** DATA EXCERPTS follows **

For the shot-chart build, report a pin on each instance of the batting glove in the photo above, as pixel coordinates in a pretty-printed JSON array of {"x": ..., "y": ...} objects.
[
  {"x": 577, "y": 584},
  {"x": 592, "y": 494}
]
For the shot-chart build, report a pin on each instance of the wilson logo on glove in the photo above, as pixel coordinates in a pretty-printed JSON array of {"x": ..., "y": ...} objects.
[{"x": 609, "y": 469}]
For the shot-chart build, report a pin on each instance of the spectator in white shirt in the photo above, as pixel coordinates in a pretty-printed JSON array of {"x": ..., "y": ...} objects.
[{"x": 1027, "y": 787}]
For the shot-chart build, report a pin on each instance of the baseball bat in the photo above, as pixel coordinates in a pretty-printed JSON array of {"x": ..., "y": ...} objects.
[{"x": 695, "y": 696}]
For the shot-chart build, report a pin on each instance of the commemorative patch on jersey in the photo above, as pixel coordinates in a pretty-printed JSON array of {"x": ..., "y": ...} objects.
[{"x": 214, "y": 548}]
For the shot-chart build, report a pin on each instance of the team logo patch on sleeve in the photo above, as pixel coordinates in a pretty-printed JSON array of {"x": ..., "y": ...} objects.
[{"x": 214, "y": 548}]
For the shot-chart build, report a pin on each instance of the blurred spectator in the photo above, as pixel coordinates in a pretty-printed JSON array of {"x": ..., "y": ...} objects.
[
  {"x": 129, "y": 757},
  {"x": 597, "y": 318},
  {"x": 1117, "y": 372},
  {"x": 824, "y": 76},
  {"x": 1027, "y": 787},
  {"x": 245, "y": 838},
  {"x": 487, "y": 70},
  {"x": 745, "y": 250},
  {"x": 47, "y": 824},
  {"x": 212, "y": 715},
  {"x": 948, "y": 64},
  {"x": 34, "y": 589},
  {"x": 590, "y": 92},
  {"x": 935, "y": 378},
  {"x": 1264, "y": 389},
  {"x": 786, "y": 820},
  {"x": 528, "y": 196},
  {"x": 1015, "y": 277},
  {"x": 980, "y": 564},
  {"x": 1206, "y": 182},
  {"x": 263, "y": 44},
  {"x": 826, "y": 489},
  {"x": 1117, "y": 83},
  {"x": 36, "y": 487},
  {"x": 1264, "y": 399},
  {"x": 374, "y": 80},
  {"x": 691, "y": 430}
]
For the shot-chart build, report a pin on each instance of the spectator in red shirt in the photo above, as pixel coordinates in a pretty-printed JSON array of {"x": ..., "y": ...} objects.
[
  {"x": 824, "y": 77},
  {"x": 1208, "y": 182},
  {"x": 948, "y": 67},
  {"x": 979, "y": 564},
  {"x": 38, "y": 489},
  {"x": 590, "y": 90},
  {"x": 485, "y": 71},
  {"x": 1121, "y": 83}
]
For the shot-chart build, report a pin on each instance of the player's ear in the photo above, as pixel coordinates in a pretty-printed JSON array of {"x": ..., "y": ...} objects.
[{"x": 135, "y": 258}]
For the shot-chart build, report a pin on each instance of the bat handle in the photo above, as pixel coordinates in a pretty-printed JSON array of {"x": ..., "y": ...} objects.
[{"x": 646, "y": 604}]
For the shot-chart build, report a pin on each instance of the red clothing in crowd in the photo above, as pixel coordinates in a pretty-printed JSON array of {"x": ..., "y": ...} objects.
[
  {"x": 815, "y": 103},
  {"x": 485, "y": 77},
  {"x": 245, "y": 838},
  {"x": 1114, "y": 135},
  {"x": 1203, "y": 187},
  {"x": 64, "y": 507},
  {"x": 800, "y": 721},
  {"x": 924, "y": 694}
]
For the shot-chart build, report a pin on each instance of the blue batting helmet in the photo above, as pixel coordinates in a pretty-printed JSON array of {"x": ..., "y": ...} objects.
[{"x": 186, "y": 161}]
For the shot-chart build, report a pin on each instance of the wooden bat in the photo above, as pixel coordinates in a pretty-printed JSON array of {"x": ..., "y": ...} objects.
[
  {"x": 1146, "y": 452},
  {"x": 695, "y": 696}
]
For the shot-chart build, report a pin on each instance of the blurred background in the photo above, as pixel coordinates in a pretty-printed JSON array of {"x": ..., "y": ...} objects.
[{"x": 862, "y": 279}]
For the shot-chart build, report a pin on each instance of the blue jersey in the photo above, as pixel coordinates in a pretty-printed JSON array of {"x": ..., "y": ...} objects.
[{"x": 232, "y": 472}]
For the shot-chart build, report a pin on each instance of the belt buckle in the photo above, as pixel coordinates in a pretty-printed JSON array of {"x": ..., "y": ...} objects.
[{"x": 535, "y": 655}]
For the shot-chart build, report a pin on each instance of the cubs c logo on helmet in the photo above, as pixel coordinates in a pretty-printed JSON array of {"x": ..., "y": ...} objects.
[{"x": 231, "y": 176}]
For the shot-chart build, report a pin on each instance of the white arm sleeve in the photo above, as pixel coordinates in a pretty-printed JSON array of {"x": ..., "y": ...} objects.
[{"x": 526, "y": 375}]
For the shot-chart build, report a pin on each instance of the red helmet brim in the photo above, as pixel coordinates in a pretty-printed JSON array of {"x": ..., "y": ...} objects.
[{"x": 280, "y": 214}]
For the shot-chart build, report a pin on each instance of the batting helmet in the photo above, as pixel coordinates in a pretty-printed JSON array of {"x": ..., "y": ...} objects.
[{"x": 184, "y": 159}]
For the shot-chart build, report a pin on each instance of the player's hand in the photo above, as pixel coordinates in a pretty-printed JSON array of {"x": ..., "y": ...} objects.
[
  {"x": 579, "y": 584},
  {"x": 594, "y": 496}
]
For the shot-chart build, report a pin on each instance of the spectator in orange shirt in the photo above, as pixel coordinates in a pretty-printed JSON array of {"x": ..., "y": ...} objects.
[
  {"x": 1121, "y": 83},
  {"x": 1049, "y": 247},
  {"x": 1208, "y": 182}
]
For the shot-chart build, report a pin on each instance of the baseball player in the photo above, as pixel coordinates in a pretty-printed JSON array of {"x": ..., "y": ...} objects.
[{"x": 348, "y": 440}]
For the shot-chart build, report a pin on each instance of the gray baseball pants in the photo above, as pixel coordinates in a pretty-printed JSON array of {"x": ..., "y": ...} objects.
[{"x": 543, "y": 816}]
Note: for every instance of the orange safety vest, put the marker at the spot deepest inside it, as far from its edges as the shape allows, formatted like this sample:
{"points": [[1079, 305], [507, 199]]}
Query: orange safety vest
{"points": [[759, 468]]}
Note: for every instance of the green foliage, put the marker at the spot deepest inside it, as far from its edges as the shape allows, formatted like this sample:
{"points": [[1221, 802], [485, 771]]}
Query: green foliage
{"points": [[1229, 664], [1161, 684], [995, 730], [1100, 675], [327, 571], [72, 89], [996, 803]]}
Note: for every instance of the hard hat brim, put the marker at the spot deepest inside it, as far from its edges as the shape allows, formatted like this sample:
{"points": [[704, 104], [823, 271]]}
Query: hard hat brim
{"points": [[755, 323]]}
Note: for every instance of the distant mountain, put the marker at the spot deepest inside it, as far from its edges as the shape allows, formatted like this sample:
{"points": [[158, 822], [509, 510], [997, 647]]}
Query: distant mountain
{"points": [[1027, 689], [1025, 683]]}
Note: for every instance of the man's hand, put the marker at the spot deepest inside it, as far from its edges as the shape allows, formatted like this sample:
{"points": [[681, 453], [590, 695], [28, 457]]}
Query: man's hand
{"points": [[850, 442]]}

** End of DATA EXCERPTS **

| EXERCISE AIM |
Retype every entry exactly as it stands.

| EXERCISE ANSWER |
For the shot-chart build, report a pin on each instance of the batting glove in the photo above, as pixel coordinates in a pretty-printed JSON array of {"x": ..., "y": ...} objects.
[
  {"x": 577, "y": 584},
  {"x": 592, "y": 494}
]
For the shot-chart build, report a pin on each instance of the wilson logo on glove in the photo above, as pixel coordinates in a pretty-printed JSON array of {"x": ..., "y": ...} objects.
[{"x": 609, "y": 469}]
For the shot-chart build, report a pin on each instance of the spectator in white shirt in the photo above, as pixel coordinates in a pretty-printed JSON array of {"x": ..., "y": ...} objects.
[{"x": 1027, "y": 787}]
For the shot-chart build, report a pin on each instance of the baseball bat in the photo above, as pixel coordinates in a pretty-printed JSON array of {"x": ..., "y": ...} objects.
[{"x": 695, "y": 696}]
For the shot-chart build, report a pin on each instance of the commemorative patch on jersey in the photo above, as pixel coordinates in a pretty-printed JSON array of {"x": ..., "y": ...} objects.
[{"x": 214, "y": 548}]
For the shot-chart build, report a pin on each instance of the team logo patch on sleeve in the photo above, as pixel coordinates in a pretty-printed JSON array of {"x": ..., "y": ...} objects.
[{"x": 214, "y": 548}]
For the shot-chart build, report a pin on each instance of the blurred spectator in the photo above, as pixel coordinates in a pretty-printed JSON array of {"x": ..., "y": ...} objects.
[
  {"x": 129, "y": 757},
  {"x": 597, "y": 318},
  {"x": 1117, "y": 372},
  {"x": 824, "y": 76},
  {"x": 1027, "y": 787},
  {"x": 245, "y": 838},
  {"x": 487, "y": 70},
  {"x": 745, "y": 250},
  {"x": 47, "y": 824},
  {"x": 212, "y": 715},
  {"x": 948, "y": 64},
  {"x": 34, "y": 589},
  {"x": 590, "y": 92},
  {"x": 935, "y": 378},
  {"x": 1264, "y": 389},
  {"x": 786, "y": 820},
  {"x": 528, "y": 196},
  {"x": 1015, "y": 277},
  {"x": 980, "y": 564},
  {"x": 1206, "y": 182},
  {"x": 263, "y": 44},
  {"x": 826, "y": 489},
  {"x": 1117, "y": 83},
  {"x": 36, "y": 487},
  {"x": 1264, "y": 399},
  {"x": 374, "y": 80},
  {"x": 691, "y": 430}
]
For the shot-chart build, report a pin on each instance of the spectator in red shirt in the photo above, as pixel coordinates in a pretty-printed JSON array of {"x": ..., "y": ...} objects.
[
  {"x": 824, "y": 77},
  {"x": 1208, "y": 182},
  {"x": 948, "y": 67},
  {"x": 979, "y": 564},
  {"x": 38, "y": 489},
  {"x": 590, "y": 90},
  {"x": 485, "y": 71},
  {"x": 1121, "y": 83}
]
For the shot-chart build, report a pin on each instance of the player's ear in the photo above, as pixel coordinates in a pretty-printed JSON array of {"x": ..., "y": ...} objects.
[{"x": 135, "y": 258}]
For the shot-chart build, report a pin on each instance of the bat handle in the photo above, as pixel coordinates in a pretty-printed JSON array of {"x": ..., "y": ...} objects.
[{"x": 646, "y": 604}]
For the shot-chart build, report a pin on each instance of the red clothing in crowd in the photo above, as pixel coordinates in a pretty-printed JSON array of {"x": ..., "y": ...} objects.
[
  {"x": 815, "y": 103},
  {"x": 485, "y": 77},
  {"x": 245, "y": 838},
  {"x": 1114, "y": 135},
  {"x": 1203, "y": 187},
  {"x": 64, "y": 507},
  {"x": 800, "y": 721},
  {"x": 924, "y": 694}
]
For the shot-chart build, report a pin on each instance of the blue batting helmet in the photo above, as pixel coordinates in a pretty-printed JSON array of {"x": ..., "y": ...} objects.
[{"x": 186, "y": 161}]
For the shot-chart build, report a pin on each instance of the wooden bat in the photo above, as pixel coordinates in a pretty-printed JSON array of {"x": ..., "y": ...} objects.
[
  {"x": 1146, "y": 452},
  {"x": 695, "y": 696}
]
For the shot-chart build, report a pin on each instance of the blurred background in the photo above, as pixel coordinates in a pretty-printed JSON array of {"x": ..., "y": ...} objects.
[{"x": 862, "y": 279}]
For the shot-chart build, report a pin on each instance of the blue jersey in the photo above, as pixel coordinates in a pretty-printed JSON array of {"x": ..., "y": ...} objects.
[{"x": 232, "y": 472}]
For the shot-chart build, report a pin on each instance of the belt buckle in the photo above, as pixel coordinates in a pretty-printed JSON array of {"x": ..., "y": ...} objects.
[{"x": 535, "y": 655}]
For the shot-chart build, report a pin on each instance of the cubs c logo on helmet in the photo above, as pixel coordinates in a pretty-printed JSON array of {"x": ..., "y": ...} objects.
[{"x": 231, "y": 176}]
For the shot-chart build, report a pin on each instance of the white arm sleeve in the photo above, as pixel coordinates in a pretty-printed JSON array of {"x": ..., "y": ...} objects.
[{"x": 526, "y": 375}]
For the shot-chart build, report a pin on each instance of the red helmet brim in the photo above, as pixel coordinates in a pretty-printed JSON array of {"x": ..., "y": ...} objects.
[{"x": 280, "y": 214}]
For the shot-chart build, report a pin on each instance of the batting helmet in the photo above, as pixel coordinates in a pretty-printed JSON array of {"x": ..., "y": ...} objects.
[{"x": 184, "y": 159}]
For the shot-chart build, report a pin on each instance of the player's hand in the photo above, as pixel coordinates in a pretty-printed JSON array of {"x": ..., "y": ...} objects.
[
  {"x": 579, "y": 584},
  {"x": 594, "y": 496}
]
For the shot-chart build, report a pin on each instance of the spectator in orange shirt in the photo above, as pixel coordinates in a pretty-printed JSON array of {"x": ..., "y": ...} objects.
[
  {"x": 1121, "y": 83},
  {"x": 1049, "y": 247},
  {"x": 1208, "y": 182}
]
For the shot-chart build, report a pin on each instance of the baseball player in the photo above, as pixel coordinates in a pretty-printed JSON array of {"x": ..., "y": ...} objects.
[{"x": 348, "y": 440}]
For the shot-chart build, report a pin on each instance of the gray baseball pants in the photo above, as pixel coordinates in a pretty-printed JSON array of {"x": ..., "y": ...} objects.
[{"x": 543, "y": 816}]
Note: for every instance of the orange safety vest, put the marker at the spot deepest inside it, as far from its edges as the shape allows, formatted like this sample:
{"points": [[1079, 305], [507, 199]]}
Query: orange safety vest
{"points": [[759, 468]]}
Note: for every instance of the green foliage, put the marker at the spot deepest inside it, as far from its edges as the shape allows, formatted like this sample:
{"points": [[1221, 802], [485, 771]]}
Query: green foliage
{"points": [[1229, 664], [1161, 684], [995, 730], [1100, 675], [327, 571], [72, 89], [996, 803]]}
Note: for every instance of the hard hat brim, put the marker at the spot deepest inside it, as far from its edges as the shape allows, formatted like this sample:
{"points": [[704, 104], [823, 271]]}
Query: hard hat brim
{"points": [[755, 323]]}
Note: for every instance of the distant mountain, put the marker at the spot deepest inside it, as far from its edges as the shape allows, formatted like this sample:
{"points": [[158, 822], [509, 510], [997, 647]]}
Query: distant mountain
{"points": [[1027, 689], [1025, 683]]}
Note: for every instance of the man's hand, put the marker at the spot deepest inside it, as far from its edges as the shape allows, formatted like this sample:
{"points": [[681, 453], [590, 695], [28, 457]]}
Query: man's hand
{"points": [[850, 442]]}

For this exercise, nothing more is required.